▼

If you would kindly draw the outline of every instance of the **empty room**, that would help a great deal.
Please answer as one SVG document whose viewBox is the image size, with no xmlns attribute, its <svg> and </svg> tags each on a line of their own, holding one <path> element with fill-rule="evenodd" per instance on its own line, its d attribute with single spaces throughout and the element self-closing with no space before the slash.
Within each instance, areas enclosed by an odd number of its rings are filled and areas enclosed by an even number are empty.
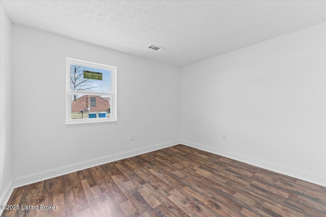
<svg viewBox="0 0 326 217">
<path fill-rule="evenodd" d="M 1 216 L 326 216 L 326 2 L 0 1 Z"/>
</svg>

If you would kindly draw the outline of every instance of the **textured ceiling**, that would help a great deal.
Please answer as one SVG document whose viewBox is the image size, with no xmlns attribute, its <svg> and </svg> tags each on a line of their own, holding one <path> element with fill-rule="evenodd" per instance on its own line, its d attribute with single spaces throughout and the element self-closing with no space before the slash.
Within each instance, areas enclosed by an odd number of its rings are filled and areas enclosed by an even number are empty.
<svg viewBox="0 0 326 217">
<path fill-rule="evenodd" d="M 13 23 L 177 66 L 325 19 L 324 1 L 1 2 Z M 166 50 L 148 48 L 151 44 Z"/>
</svg>

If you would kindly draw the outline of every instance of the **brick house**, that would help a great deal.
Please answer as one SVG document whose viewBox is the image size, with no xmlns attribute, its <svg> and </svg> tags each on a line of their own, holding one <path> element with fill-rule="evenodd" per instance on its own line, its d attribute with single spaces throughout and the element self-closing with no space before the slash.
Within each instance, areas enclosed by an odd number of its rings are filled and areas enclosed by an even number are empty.
<svg viewBox="0 0 326 217">
<path fill-rule="evenodd" d="M 72 101 L 71 112 L 79 113 L 82 110 L 85 112 L 108 112 L 111 105 L 110 100 L 108 97 L 85 95 Z"/>
</svg>

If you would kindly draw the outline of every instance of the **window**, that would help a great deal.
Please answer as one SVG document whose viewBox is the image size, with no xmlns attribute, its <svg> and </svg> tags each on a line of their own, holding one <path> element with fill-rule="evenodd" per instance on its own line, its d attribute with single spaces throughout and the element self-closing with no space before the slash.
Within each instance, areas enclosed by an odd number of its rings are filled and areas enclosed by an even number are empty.
<svg viewBox="0 0 326 217">
<path fill-rule="evenodd" d="M 117 121 L 117 68 L 67 58 L 67 124 Z"/>
<path fill-rule="evenodd" d="M 91 97 L 91 106 L 92 107 L 96 107 L 96 98 Z M 107 108 L 108 109 L 108 108 Z"/>
</svg>

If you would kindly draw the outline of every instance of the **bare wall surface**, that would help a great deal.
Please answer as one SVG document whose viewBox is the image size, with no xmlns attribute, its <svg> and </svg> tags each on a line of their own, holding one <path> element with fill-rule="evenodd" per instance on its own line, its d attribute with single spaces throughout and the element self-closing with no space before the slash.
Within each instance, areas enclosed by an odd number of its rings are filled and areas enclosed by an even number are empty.
<svg viewBox="0 0 326 217">
<path fill-rule="evenodd" d="M 325 185 L 325 38 L 323 23 L 183 67 L 183 143 Z"/>
<path fill-rule="evenodd" d="M 0 202 L 11 193 L 11 22 L 0 4 Z"/>
<path fill-rule="evenodd" d="M 179 140 L 179 68 L 22 26 L 13 32 L 14 179 Z M 117 67 L 117 124 L 66 127 L 67 57 Z"/>
</svg>

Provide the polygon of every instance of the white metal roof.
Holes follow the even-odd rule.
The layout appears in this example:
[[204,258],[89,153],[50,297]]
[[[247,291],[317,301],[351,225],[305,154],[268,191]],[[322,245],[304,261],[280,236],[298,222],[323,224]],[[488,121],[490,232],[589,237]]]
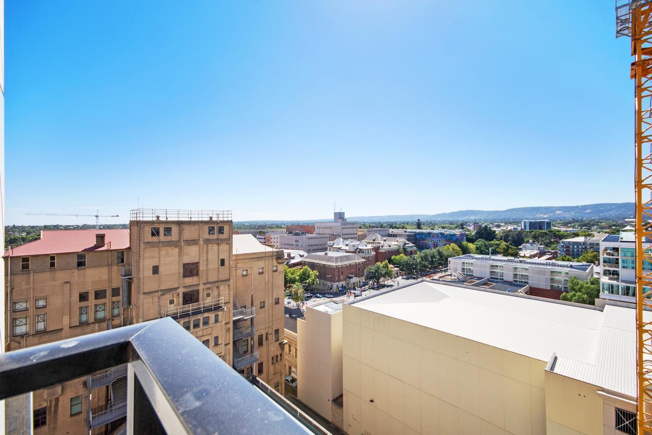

▲

■ Written task ■
Copy out all of the material above word for word, leaving out the pictures.

■ Exercise answer ■
If you would kindly draw the outline of every instance of the **empty room**, that would help a great deal.
Please answer as one SVG document whose viewBox is the image size, with no xmlns attribute, its <svg> and </svg> tags each on a line of their own, holding one <path> element with fill-rule="evenodd" per instance on its own line, its d attribute with single spaces throughout and the element self-closing with no space before the slash.
Within each instance, areas enclosed by an odd number of its rings are filled and areas enclosed by an even number are empty.
<svg viewBox="0 0 326 217">
<path fill-rule="evenodd" d="M 1 216 L 326 216 L 326 2 L 0 1 Z"/>
</svg>

If you would kindly draw the outline of every instance of the **textured ceiling**, that would help a great deal.
Please answer as one SVG document whose viewBox is the image size, with no xmlns attribute, its <svg> and </svg> tags each on a line of their own, holding one <path> element with fill-rule="evenodd" per instance on its own line, its d attribute with single spaces throughout and the element self-closing with no space before the slash.
Within each instance, areas enclosed by an odd number of its rings are filled and areas enclosed by an even number are empty.
<svg viewBox="0 0 326 217">
<path fill-rule="evenodd" d="M 13 23 L 177 66 L 325 19 L 324 1 L 1 2 Z M 166 50 L 148 48 L 151 44 Z"/>
</svg>

If you would kindly draw the outline of every instance of the **brick house**, that would help a great deal.
Please answer as one SVG document whose viewBox is the image size, with no xmlns attribute, its <svg> and </svg> tags each on a line of their own, holding one <path> element with fill-rule="evenodd" per instance on its own line, its d attribute with single spaces throughout and the element self-closing with no space before the slash.
Within each instance, areas enclosed by an odd number of its rings are filled and areas enclosed by an even number are empty.
<svg viewBox="0 0 326 217">
<path fill-rule="evenodd" d="M 72 101 L 71 112 L 79 113 L 82 110 L 85 112 L 108 112 L 111 105 L 110 100 L 108 97 L 85 95 Z"/>
</svg>

If you would kindly draw the outline of every instance of the **window**, that would help a great deal.
Please answer as one SVG document whose viewBox is the image size, with no xmlns attribute, its <svg> and </svg> tags each on a line of their own, holding one <path> element with fill-rule="evenodd" per instance on its own line, its d attribute with single spaces throughout and the element self-closing with no space before the slash.
Within each instance, areas enclosed by an odd number of its rings are filled and areas enclosed by an even number are empty.
<svg viewBox="0 0 326 217">
<path fill-rule="evenodd" d="M 117 121 L 117 68 L 67 58 L 67 124 Z"/>
<path fill-rule="evenodd" d="M 91 97 L 91 106 L 92 107 L 96 107 L 96 98 Z M 107 108 L 108 109 L 108 108 Z"/>
</svg>

If you would kindly draw the outline of every instance of the **bare wall surface**, that would help a great deal.
Please answer as one SVG document whose viewBox is the image size, with no xmlns attribute, its <svg> and </svg> tags each on a line of their own, holding one <path> element with fill-rule="evenodd" per instance on its own line, its d attribute with single spaces throughout and the element self-closing with no space before the slash.
Within each instance, areas enclosed by an odd number of its rings are filled and areas enclosed by an even number are empty.
<svg viewBox="0 0 326 217">
<path fill-rule="evenodd" d="M 325 185 L 325 38 L 323 23 L 183 67 L 183 143 Z"/>
<path fill-rule="evenodd" d="M 0 202 L 11 193 L 11 22 L 0 4 Z"/>
<path fill-rule="evenodd" d="M 179 140 L 179 68 L 22 26 L 13 32 L 14 179 Z M 117 67 L 117 124 L 66 127 L 67 57 Z"/>
</svg>

Provide the polygon of every instance of the white metal roof.
Holes follow the even-odd rule.
The layout appears in this example:
[[204,258],[89,153],[50,297]]
[[[247,291],[317,301],[351,225],[305,154],[268,191]],[[322,245],[304,261],[280,236],[298,222],[323,224]],[[488,121],[490,232],[589,237]]]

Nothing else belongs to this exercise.